::: Belge Alıntısı

"Bu kitapların hemen hemen hepsi kaderinizi değiştirebileceğiniz mesajını verirler. Sorunlara ve çaresizliğe karşı güçlü bir panzehir sunduklarını iddia ederler ama bu plasebo etkisinden başka bir şey değildir. Ne var ki tüm bu kitapların verdiği ilham ve motivasyonlar geçicidir, çünkü okuyucu bu genel ve tek tip tavsiyeleri kendi koşullarına uyarlamakta zorlanır ve sonuç hayal kırıklığı olur. Özetle; 'Evrenden istediği olmayınca', başladığı noktaya hatta bazen daha geriye döner." Böyle anlatıyor Psikoterapist Dr. Cem Keçe, kişisel gelişim kitaplarının vaatlerini ve bu alanda uygulanan türlü 'terapi'lerle insanların vardığı son noktayı. Gerçekten de, 1980'lerde dünyaya Amerika'dan yayılan kişisel gelişim akımları, başarı takıntısını, her şeyin 'en'i olma hayalini insanlara pompalayıp duruyor. Kişisel gelişimciler, biraz psikoloji ilminden, biraz kadim mistik öğretilerden cımbızladıkları satırlarla ve ayakları bir türlü yere basmayan 'terapi' adında uyguladıkları yöntemlerle altın çağını yaşıyor. Nefes terapileri, türlü türlü 'olumlama'lar, evrene mesaj göndermeler, reiki, çoğu ehil olmayan (işin kaynağına ulaşmak, yerinde öğrenmek o kadar kolay değil çünkü) sürüsüne bereket meditasyon ve yoga uzmanlarının huzur vaatleri... Ruh sağlığı uzmanları, hayatın katmanlı olduğunu söylüyor ve hayatta başarı kadar başarısızlığın, zafer kadar yenilginin de olduğunun altını çiziyor. İnsanlara 'iyi hissetmeleri' ve başarılı olmaları için, sürekli aşırı bir özgüven pompalayan kişisel gelişim akımlarını doğal bulmuyor hatta çoğu yönden zararlı görüyorlar. Hatta kişisel gelişime kafayı takmış, hayatı bu yüzden kabusa dönmüş pek çok hastanın kendilerine danıştığını anlatıyorlar. Elbette ki insanlara kendilerini daha iyi hissetmeleri için tavsiyelerde bulunmak, bir şeyler yazmak, anlatmak kötü değil. Ama iş ruh sağlığı olunca, işin uzmanları dururken kişisel gelişimden medet ummanın daha çok kafa karıştırdığını ifade ediyorlar. Peki, kişisel gelişimciler insanların hangi açıklarından istifade ediyor, insanları kişisel gelişim kitaplarına ve uygulamalarına neler yönlendiriyor? Nereye kadarı yararlı, nereden sonrası zararlı. "İnsanların, evrenden istedikleri olmayınca" neler oluyor ruh dünyalarında? Ruh sağlığı uzmanlarına sorduk...

::::::

* **Alıştırmanın Amacı**
Kişisel gelişim üzerine metne göre şu ifadeler doğru mu: (a) Dr. Cem Keçe'ye göre bu kitapların verdiği ilham ve motivasyon kalıcıdır; (b) kişisel gelişim akımları 1980'lerde Amerika'dan dünyaya yayılmıştır; (c) ruh sağlığı uzmanlarına kişisel gelişime kafayı takmış pek çok hasta danışmaktadır. Lütfen her birine evet ya da hayır deyip metindeki belirleyici sözleri aynen alıntılayın.

::: Veri Kesiti

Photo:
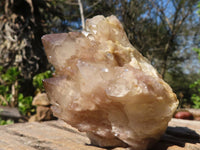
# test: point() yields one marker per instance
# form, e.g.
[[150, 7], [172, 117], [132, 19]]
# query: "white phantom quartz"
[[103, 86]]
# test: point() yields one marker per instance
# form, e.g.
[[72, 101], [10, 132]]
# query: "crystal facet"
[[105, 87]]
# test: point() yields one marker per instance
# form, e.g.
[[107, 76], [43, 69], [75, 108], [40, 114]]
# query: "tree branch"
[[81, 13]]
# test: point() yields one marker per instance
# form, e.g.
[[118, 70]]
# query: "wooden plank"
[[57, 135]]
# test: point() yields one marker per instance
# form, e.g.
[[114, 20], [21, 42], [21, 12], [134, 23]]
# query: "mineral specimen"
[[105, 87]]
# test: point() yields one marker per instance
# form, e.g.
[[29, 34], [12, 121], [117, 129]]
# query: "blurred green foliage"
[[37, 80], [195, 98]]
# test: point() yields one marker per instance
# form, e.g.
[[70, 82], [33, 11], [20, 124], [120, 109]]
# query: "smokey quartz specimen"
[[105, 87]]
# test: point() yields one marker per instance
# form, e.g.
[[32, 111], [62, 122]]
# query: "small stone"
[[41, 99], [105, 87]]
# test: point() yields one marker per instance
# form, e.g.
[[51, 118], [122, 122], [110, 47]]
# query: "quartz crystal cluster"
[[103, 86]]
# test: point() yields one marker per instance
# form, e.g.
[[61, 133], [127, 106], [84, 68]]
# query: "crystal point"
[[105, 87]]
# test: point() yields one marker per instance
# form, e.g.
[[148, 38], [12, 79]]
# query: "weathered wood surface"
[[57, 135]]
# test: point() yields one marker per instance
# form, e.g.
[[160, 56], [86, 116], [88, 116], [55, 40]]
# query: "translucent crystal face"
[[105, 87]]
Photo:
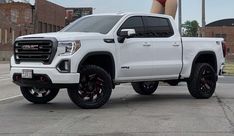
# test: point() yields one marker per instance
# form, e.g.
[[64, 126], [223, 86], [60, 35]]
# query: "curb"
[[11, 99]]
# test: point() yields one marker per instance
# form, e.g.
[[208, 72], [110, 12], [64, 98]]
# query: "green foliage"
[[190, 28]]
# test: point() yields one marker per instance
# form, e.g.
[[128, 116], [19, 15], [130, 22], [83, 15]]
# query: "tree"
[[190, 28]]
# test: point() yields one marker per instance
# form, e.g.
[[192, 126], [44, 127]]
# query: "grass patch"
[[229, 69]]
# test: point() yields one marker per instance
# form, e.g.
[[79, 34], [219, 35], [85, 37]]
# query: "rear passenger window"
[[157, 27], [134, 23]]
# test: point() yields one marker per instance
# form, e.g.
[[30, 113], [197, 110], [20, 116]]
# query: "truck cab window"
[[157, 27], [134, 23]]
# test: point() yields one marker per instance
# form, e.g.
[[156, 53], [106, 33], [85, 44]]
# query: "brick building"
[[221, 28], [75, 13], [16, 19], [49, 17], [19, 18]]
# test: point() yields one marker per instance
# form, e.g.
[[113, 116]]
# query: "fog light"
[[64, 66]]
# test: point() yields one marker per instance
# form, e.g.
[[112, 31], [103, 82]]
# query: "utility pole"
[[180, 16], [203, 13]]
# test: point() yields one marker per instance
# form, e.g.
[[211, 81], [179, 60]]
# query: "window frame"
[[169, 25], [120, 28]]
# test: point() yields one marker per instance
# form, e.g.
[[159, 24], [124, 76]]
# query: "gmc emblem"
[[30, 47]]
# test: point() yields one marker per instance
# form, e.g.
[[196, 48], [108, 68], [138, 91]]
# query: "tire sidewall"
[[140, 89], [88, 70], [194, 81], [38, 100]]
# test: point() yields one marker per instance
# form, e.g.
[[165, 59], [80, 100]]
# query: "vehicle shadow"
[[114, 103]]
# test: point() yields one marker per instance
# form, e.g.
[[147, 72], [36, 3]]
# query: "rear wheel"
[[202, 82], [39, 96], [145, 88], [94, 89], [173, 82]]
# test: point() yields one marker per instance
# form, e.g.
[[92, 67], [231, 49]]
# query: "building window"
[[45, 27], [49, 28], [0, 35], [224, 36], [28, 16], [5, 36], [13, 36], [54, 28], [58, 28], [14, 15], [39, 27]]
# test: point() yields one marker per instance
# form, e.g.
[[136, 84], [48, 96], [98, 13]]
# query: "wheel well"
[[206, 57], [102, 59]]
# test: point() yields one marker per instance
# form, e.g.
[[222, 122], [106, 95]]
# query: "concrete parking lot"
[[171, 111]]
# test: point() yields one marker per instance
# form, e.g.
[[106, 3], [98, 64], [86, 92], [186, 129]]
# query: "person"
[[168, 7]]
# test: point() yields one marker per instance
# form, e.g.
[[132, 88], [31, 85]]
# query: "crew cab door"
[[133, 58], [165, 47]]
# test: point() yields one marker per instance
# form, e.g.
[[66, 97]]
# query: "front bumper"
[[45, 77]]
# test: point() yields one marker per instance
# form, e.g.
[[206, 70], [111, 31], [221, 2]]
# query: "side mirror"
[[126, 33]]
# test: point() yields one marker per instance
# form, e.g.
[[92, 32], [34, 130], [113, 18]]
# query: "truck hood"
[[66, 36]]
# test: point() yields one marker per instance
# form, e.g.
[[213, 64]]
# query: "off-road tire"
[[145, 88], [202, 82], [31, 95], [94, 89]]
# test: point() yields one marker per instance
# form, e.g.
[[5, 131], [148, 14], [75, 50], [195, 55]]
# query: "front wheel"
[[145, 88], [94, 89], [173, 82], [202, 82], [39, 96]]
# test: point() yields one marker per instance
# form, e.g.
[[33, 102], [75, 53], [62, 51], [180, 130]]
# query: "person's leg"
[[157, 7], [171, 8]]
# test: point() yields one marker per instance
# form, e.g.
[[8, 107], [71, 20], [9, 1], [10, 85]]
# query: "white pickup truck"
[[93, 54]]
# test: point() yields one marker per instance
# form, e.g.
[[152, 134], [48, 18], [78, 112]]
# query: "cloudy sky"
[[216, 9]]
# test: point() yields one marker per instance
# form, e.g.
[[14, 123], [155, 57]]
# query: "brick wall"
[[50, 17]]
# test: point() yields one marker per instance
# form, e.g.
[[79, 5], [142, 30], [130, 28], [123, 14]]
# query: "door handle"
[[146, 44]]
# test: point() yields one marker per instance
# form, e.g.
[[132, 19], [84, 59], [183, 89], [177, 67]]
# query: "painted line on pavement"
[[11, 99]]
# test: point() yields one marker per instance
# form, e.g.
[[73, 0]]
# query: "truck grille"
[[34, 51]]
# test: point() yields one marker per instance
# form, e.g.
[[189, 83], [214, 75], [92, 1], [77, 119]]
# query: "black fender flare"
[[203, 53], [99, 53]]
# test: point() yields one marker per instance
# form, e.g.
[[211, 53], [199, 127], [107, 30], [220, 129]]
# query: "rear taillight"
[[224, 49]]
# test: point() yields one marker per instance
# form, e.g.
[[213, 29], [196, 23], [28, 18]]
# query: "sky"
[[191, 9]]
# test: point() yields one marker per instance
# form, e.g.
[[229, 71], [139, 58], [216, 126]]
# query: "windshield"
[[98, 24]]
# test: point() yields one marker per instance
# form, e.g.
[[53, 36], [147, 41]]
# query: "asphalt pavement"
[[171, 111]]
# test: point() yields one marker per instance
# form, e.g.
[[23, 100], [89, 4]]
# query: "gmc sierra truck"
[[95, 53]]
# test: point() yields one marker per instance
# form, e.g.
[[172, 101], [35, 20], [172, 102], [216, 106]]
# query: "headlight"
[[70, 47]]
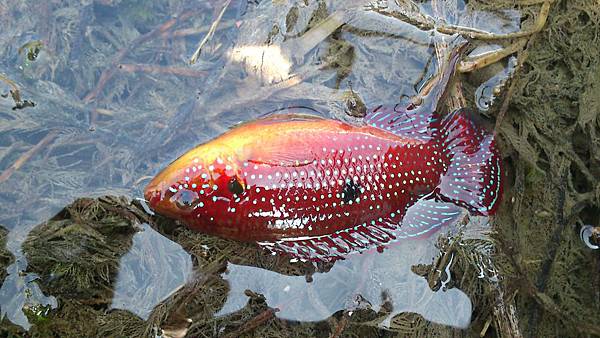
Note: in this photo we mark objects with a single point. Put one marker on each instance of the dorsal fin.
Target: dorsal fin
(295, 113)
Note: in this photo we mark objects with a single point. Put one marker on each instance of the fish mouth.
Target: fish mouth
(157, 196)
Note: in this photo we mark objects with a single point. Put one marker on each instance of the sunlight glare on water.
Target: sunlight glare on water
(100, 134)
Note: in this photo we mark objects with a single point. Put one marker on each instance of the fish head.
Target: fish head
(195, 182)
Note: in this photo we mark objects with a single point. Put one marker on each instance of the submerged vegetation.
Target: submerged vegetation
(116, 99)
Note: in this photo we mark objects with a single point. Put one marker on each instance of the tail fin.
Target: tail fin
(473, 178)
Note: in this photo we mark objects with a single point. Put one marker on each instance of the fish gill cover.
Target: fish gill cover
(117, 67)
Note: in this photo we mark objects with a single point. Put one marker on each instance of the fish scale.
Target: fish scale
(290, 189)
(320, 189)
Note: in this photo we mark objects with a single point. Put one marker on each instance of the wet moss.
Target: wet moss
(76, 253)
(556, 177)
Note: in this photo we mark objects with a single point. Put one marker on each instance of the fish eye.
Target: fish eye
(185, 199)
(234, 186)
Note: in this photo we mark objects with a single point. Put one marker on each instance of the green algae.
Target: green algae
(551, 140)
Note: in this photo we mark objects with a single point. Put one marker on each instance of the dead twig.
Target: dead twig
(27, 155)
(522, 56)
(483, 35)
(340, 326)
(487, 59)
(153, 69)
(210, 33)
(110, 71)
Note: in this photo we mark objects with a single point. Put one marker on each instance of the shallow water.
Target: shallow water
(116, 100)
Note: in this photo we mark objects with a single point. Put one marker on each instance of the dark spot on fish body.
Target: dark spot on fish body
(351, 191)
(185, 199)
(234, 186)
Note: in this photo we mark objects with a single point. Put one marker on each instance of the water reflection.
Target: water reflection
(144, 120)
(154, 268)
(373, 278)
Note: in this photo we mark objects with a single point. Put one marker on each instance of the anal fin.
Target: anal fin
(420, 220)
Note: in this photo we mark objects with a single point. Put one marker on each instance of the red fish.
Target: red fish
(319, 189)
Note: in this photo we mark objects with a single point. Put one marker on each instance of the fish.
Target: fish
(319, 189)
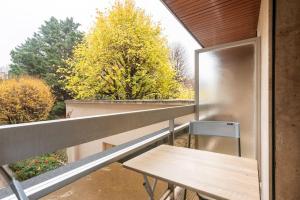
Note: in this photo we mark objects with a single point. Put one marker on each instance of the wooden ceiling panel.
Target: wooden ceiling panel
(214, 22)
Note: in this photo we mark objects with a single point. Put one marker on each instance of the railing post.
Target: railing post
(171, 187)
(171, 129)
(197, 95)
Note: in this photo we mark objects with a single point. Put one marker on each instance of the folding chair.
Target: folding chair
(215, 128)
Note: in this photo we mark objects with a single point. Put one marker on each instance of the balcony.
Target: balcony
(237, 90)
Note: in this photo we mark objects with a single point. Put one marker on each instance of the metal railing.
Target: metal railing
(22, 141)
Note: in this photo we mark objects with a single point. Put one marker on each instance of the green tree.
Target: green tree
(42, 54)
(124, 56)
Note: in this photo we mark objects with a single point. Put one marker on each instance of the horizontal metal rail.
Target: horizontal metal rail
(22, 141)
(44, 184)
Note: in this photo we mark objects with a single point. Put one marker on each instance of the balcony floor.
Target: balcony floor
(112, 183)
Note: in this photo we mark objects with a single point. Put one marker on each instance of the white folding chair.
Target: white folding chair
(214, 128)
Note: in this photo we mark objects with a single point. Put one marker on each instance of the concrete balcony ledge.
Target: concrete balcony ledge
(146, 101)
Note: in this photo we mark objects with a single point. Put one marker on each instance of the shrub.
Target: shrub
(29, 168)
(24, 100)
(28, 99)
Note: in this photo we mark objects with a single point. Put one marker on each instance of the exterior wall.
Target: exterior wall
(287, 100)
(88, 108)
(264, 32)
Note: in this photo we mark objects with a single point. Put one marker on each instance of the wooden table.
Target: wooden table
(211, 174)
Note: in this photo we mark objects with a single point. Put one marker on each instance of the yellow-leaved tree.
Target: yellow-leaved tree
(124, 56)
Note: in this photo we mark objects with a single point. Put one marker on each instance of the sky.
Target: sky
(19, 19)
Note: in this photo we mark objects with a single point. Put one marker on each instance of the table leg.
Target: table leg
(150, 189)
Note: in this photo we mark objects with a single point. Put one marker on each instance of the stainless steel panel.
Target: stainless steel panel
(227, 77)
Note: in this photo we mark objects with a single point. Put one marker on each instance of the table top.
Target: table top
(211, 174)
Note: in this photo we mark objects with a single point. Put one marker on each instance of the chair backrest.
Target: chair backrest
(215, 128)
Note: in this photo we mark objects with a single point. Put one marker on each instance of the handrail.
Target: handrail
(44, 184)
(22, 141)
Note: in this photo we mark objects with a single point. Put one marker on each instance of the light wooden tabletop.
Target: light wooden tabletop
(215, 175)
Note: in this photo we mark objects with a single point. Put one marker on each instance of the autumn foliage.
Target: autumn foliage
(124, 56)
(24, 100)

::::::

* **Yazılı Cevap**
(a) Hayır: "tüm bu kitapların verdiği ilham ve motivasyonlar geçicidir"
(b) Evet: "1980'lerde dünyaya Amerika'dan yayılan kişisel gelişim akımları"
(c) Evet: "kişisel gelişime kafayı takmış, hayatı bu yüzden kabusa dönmüş pek çok hastanın kendilerine danıştığını anlatıyorlar"